WHAT NEEDS TO BE DONE: Each line in the entries that has the word "ceiling" has to be copied.

DATA IN THIS EXERCISE:

________

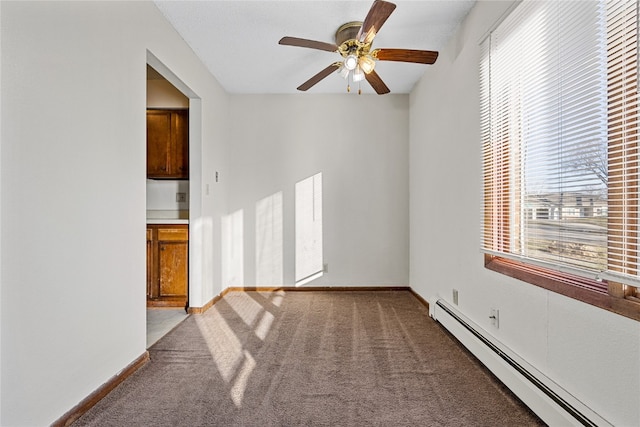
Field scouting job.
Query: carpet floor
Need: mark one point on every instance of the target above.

________

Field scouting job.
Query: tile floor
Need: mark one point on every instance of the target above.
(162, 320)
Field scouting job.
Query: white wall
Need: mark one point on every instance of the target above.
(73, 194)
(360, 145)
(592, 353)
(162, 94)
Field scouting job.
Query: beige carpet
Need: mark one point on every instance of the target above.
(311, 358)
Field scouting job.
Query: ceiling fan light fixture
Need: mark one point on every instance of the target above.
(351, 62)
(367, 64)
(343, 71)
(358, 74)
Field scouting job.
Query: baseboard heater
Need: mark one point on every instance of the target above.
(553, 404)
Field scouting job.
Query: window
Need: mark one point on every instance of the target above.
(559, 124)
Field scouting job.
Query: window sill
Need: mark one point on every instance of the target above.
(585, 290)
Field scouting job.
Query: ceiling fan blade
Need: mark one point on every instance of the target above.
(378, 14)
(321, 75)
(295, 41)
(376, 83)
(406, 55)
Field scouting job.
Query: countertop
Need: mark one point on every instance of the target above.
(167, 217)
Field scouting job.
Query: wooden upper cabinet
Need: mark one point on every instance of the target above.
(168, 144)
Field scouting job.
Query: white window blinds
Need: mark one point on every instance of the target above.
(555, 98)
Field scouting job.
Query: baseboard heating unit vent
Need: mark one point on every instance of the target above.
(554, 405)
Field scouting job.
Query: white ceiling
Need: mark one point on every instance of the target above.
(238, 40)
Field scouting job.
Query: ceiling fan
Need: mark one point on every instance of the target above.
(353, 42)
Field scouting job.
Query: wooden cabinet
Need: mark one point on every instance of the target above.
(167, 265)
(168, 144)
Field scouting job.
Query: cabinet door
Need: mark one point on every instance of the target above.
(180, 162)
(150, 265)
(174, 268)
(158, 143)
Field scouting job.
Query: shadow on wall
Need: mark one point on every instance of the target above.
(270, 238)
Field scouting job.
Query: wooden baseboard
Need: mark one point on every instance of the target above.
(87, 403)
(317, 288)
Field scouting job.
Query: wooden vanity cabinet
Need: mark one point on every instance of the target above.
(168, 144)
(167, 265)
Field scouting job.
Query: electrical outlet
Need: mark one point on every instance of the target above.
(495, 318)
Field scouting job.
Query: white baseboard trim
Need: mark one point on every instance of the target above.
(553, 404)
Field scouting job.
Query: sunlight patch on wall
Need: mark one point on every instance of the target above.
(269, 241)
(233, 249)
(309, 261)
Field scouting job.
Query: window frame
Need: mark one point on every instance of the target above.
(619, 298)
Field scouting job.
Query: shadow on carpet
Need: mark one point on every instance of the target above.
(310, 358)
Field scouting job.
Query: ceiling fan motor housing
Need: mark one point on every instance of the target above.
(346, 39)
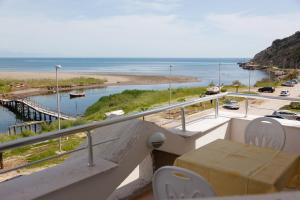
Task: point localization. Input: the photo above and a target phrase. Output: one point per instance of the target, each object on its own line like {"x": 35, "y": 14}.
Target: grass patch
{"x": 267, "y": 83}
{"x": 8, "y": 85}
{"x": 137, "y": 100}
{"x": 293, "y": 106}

________

SOLUTION FOR THIS EXERCISE:
Query: ceiling fan light fixture
Query: ceiling fan blade
Query: white ceiling
Query: ceiling fan
Query: ceiling fan motor housing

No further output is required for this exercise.